* Problem to solve *
Take the entries below and print, exactly, the stretch from the line containing "of the parked" through the line containing "x=472 y=379", both included.

[Referring expression pointing data]
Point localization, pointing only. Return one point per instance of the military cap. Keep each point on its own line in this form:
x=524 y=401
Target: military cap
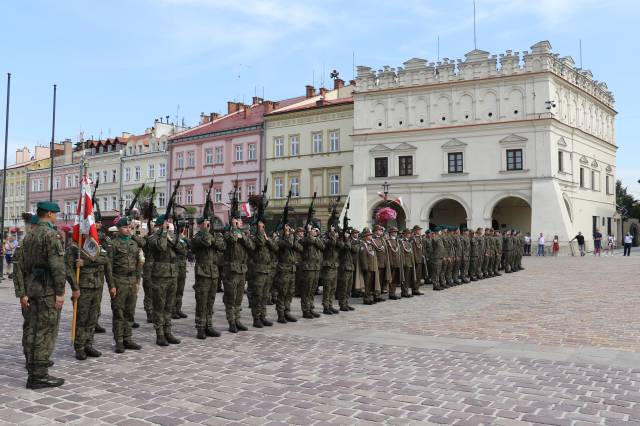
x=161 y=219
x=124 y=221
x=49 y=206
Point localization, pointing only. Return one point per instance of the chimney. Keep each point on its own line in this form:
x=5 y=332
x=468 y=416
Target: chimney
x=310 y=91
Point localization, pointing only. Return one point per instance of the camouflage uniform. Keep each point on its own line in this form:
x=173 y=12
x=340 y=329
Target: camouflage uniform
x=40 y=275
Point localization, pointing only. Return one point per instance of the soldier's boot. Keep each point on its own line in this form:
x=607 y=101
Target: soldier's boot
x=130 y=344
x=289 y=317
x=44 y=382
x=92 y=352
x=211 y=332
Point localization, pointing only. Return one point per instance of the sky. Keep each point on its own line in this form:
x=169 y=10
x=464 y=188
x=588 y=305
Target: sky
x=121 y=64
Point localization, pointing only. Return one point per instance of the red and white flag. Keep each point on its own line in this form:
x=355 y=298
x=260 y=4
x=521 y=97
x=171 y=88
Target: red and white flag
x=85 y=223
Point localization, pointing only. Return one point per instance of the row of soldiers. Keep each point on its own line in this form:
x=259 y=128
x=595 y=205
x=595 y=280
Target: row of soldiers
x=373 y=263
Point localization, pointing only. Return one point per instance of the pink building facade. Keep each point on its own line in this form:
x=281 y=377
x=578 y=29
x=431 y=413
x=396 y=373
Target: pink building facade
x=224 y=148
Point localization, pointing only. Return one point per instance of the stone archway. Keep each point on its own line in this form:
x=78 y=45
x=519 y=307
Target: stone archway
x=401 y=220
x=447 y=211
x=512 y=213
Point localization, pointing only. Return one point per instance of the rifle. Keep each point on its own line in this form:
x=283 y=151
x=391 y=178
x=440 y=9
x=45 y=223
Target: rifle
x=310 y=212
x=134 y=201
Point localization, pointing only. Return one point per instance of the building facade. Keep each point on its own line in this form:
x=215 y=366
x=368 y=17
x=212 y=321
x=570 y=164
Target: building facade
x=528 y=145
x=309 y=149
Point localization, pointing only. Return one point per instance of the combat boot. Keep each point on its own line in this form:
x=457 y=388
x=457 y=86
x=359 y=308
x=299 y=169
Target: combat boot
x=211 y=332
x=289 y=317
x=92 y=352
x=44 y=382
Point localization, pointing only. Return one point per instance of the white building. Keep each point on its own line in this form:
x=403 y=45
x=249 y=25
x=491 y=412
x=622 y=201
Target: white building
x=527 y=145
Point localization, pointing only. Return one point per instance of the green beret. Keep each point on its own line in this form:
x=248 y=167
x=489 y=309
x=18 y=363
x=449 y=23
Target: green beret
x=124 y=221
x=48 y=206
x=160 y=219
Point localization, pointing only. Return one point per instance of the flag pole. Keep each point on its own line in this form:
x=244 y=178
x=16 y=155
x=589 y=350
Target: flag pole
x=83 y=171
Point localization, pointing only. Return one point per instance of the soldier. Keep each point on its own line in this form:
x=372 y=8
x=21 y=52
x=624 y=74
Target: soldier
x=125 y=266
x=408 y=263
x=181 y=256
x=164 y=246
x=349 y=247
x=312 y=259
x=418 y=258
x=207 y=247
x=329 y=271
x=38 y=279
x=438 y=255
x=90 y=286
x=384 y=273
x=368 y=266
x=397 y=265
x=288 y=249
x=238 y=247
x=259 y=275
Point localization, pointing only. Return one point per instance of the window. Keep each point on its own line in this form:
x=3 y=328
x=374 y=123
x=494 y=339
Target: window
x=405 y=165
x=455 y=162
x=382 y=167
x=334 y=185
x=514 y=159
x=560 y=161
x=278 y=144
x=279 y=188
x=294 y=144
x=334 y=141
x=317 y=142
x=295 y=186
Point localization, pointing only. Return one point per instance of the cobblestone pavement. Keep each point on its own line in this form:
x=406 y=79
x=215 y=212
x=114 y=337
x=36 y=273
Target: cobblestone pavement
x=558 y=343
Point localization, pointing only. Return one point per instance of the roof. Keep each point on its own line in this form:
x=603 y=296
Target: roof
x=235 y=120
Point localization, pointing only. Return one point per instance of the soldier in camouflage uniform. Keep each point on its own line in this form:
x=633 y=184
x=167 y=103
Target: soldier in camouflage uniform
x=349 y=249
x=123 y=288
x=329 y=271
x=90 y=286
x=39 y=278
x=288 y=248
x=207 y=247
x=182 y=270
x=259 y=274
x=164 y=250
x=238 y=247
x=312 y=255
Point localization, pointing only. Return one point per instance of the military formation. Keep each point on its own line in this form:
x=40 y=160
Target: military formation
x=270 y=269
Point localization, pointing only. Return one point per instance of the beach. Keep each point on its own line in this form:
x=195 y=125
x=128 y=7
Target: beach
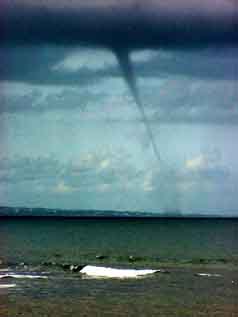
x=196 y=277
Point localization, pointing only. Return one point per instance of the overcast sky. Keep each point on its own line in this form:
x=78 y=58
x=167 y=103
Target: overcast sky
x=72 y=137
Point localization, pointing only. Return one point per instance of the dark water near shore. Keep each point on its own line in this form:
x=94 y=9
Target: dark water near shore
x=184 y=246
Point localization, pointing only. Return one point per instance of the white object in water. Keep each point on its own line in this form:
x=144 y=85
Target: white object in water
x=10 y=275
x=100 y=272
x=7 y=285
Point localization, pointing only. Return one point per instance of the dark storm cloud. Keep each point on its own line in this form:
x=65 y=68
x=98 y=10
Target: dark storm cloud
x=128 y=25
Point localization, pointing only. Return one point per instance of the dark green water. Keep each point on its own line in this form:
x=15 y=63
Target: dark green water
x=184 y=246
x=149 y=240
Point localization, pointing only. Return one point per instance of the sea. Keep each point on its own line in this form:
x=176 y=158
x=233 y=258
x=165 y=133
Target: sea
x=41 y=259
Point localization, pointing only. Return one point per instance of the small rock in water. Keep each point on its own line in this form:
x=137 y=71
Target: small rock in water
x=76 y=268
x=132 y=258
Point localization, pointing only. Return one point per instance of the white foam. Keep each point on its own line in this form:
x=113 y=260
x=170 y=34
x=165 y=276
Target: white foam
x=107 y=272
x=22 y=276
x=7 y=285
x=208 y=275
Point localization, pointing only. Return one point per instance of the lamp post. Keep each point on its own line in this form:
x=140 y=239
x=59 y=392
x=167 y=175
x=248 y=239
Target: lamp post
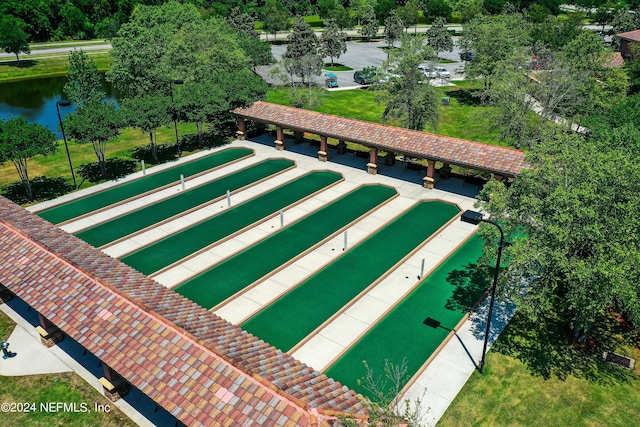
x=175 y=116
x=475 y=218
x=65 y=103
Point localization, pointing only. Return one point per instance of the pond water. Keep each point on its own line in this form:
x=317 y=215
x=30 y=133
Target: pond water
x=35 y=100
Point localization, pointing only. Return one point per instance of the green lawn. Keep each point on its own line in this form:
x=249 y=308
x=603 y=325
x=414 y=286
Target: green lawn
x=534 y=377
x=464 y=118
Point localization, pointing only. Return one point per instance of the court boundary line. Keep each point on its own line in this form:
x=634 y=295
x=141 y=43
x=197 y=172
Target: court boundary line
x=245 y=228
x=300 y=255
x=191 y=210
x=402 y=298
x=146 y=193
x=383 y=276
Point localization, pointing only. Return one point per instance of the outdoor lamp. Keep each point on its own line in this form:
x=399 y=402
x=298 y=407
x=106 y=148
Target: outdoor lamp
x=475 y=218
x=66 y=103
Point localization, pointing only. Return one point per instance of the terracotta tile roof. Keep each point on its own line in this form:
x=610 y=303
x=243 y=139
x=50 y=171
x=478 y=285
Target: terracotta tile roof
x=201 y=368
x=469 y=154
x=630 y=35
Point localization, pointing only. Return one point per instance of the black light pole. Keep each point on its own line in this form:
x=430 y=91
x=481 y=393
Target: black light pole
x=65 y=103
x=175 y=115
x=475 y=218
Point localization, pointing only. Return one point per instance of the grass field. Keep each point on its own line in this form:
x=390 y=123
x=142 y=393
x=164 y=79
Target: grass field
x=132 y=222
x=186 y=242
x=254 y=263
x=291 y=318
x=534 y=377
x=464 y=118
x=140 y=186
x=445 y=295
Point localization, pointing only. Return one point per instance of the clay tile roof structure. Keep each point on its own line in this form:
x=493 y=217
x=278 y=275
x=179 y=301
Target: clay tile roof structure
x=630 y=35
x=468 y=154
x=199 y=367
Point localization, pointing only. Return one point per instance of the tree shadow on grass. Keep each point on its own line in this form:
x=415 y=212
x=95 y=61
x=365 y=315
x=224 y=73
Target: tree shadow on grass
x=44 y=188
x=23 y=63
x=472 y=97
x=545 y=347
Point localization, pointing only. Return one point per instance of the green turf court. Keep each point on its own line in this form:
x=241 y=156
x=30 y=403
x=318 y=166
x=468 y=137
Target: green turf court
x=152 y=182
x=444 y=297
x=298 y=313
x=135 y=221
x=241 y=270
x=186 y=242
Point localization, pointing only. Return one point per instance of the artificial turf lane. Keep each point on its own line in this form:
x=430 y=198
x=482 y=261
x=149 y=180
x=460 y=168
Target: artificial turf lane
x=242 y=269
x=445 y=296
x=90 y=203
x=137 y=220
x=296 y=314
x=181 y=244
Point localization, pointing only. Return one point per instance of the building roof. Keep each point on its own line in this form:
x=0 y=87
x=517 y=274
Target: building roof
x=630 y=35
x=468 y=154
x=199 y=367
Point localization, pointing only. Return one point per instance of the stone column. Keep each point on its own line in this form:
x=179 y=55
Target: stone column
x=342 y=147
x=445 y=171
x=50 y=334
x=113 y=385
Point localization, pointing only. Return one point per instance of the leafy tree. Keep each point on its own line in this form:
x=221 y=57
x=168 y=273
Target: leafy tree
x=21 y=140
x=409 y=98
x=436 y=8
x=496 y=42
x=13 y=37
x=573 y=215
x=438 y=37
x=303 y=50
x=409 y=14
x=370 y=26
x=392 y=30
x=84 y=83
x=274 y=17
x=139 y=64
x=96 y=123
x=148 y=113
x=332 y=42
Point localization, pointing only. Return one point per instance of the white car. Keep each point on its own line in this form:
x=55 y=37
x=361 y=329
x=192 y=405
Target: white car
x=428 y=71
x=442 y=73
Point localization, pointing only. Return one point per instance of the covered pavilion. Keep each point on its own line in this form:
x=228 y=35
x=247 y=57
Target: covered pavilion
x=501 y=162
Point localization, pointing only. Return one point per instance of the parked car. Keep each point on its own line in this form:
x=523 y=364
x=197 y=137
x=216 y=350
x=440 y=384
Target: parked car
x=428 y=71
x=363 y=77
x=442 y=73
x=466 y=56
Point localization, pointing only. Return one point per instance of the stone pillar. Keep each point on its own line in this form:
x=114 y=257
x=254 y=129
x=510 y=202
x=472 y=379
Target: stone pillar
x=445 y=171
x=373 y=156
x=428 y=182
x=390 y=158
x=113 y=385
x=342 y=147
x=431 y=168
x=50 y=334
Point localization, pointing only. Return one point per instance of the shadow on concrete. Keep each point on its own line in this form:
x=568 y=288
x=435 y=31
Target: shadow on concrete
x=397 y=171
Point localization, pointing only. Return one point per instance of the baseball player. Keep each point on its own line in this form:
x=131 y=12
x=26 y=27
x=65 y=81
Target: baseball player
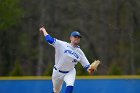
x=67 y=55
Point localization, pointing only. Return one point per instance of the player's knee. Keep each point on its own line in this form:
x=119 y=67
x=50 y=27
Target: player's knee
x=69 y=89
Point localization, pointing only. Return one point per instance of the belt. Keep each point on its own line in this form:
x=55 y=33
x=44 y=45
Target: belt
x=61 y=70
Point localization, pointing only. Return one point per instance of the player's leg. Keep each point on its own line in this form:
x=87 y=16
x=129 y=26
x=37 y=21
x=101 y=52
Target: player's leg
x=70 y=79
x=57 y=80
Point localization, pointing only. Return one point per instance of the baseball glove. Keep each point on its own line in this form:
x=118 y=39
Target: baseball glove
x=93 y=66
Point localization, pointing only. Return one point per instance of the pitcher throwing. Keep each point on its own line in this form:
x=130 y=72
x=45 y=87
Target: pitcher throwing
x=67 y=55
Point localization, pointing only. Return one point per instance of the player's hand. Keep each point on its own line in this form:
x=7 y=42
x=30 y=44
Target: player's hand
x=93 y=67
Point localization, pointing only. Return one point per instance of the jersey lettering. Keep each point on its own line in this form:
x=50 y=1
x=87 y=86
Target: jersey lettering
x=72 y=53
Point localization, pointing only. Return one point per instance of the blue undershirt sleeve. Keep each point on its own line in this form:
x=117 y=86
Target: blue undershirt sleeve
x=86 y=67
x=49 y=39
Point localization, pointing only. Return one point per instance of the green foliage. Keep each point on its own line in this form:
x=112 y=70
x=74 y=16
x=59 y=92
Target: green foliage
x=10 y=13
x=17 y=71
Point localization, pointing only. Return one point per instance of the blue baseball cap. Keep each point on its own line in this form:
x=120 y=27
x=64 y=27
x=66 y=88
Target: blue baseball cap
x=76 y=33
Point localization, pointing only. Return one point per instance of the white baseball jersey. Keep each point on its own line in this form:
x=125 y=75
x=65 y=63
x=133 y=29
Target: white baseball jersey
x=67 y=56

* Output of the task *
Point localization, pointing only. Return one point per instance of the parked car. Keep each point on its own line in this form:
x=523 y=364
x=197 y=137
x=216 y=350
x=440 y=384
Target: parked car
x=428 y=71
x=363 y=77
x=442 y=73
x=466 y=56
Point localization, pointing only. Return one point per instance of the stone pillar. Keep each point on its own line in this form:
x=114 y=257
x=254 y=129
x=510 y=202
x=472 y=379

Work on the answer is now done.